◆ Problem details:
Set down the line that contains "Target: cello" and every line after it to the end of the entries, exactly as they stand and nothing more.

◆ Records provided:
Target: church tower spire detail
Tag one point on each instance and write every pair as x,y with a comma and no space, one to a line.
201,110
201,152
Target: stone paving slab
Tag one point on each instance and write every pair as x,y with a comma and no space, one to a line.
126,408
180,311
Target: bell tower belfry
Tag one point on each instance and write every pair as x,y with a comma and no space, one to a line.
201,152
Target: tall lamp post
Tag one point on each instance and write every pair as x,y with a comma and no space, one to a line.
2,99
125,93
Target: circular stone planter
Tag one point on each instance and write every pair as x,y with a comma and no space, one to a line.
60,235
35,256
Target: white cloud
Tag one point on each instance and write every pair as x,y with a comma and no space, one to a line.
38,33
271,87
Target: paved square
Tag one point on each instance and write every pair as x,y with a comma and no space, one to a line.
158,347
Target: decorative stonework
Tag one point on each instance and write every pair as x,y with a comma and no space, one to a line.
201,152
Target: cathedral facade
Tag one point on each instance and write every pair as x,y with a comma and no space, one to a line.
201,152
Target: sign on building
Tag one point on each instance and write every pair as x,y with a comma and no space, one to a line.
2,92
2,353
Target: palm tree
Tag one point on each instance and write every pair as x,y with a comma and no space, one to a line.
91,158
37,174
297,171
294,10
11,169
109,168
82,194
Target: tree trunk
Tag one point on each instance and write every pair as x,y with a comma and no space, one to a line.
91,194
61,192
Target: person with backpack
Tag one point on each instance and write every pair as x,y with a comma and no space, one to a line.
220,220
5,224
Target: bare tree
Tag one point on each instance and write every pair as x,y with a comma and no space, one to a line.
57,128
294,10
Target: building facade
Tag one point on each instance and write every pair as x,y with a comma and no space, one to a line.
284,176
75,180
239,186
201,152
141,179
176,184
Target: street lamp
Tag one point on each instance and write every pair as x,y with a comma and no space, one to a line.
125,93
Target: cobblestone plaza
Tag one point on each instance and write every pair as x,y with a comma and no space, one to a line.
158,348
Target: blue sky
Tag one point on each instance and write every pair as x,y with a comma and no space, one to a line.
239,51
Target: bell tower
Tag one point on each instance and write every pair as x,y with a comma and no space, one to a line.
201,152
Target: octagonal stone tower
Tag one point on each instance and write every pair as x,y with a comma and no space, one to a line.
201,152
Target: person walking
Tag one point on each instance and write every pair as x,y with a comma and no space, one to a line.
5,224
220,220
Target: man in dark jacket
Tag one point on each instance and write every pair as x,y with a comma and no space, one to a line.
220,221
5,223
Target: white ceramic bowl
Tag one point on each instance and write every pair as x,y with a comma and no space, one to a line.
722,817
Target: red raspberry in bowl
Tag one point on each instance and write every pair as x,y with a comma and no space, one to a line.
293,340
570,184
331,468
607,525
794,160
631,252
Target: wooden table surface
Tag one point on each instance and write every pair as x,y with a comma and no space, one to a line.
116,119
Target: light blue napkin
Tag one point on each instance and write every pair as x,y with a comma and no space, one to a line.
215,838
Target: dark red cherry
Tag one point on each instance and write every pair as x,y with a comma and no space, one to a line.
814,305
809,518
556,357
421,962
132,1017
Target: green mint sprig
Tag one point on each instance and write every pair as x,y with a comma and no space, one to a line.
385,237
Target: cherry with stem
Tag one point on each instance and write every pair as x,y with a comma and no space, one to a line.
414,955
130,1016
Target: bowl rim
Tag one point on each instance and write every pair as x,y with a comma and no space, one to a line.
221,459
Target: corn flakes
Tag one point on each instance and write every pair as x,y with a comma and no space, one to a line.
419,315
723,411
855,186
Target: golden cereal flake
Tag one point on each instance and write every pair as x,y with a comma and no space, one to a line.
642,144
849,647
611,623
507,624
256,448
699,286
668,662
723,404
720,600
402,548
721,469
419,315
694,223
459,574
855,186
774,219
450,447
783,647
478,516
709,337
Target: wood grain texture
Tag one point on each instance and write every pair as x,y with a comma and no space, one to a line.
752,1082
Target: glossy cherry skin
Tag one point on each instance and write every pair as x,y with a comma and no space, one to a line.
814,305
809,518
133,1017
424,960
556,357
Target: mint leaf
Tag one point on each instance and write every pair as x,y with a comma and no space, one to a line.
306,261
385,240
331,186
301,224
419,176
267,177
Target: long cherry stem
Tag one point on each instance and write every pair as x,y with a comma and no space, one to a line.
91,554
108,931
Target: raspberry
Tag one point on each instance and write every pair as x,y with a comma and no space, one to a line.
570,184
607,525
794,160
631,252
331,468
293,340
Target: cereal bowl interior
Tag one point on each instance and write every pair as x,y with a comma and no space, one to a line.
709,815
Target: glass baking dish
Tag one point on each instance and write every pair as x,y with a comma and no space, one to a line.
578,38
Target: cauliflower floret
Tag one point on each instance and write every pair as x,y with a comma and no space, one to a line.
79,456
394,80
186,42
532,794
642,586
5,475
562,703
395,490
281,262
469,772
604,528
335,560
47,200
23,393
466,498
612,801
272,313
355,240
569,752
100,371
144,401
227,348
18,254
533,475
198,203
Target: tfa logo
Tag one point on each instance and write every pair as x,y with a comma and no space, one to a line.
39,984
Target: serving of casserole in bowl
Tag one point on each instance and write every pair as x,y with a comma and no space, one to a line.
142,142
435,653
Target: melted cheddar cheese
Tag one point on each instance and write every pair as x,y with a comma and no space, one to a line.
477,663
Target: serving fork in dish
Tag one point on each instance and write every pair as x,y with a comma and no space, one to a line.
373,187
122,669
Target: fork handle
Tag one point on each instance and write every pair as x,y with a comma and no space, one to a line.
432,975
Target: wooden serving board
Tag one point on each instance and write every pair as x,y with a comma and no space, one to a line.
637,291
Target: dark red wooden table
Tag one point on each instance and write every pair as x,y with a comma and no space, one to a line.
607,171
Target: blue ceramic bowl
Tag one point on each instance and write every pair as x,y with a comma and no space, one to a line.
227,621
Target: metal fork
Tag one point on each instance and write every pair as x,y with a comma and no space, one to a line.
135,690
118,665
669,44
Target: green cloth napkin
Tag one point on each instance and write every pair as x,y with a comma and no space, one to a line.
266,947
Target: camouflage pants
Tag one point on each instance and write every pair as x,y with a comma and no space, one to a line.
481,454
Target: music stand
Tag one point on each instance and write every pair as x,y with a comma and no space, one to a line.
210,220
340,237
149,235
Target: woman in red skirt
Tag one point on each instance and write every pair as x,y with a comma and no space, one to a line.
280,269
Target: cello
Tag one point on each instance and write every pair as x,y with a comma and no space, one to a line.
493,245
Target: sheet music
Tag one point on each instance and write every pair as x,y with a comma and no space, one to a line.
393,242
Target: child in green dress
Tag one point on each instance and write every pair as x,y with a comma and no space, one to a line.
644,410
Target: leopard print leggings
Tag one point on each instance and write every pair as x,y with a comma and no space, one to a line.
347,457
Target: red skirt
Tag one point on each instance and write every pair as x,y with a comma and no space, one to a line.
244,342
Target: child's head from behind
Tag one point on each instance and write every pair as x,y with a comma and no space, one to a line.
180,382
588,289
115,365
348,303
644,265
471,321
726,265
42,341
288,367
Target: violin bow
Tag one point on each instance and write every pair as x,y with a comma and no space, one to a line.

◆ Solution for this task:
Target: cello
Tag one point on each instance and write every pair as x,y with a comma and no space, one to a line.
493,245
Target: sheet music
Tag one point on each instance and write every pair as x,y with a comma and no space, one to a line.
393,242
Target: child in green dress
Tag one point on each instance and write every pair as x,y with a comma and no space, one to a line.
644,410
Target: leopard print leggings
Tag one point on each instance and write every pair as x,y with a comma and no space, one to a line.
347,457
Target: red skirt
Tag one point on each instance and write every pair as x,y with a comma and no space, one to a line.
244,342
Target: child's head from behind
Tag one point on each instance and write every pair as x,y with a comma and no space, one to a line.
180,382
588,289
115,365
348,303
644,265
471,321
726,265
42,341
288,367
Target: violin bow
Tag one point on each instance and write every pair as x,y with a comma and no space, one to a line.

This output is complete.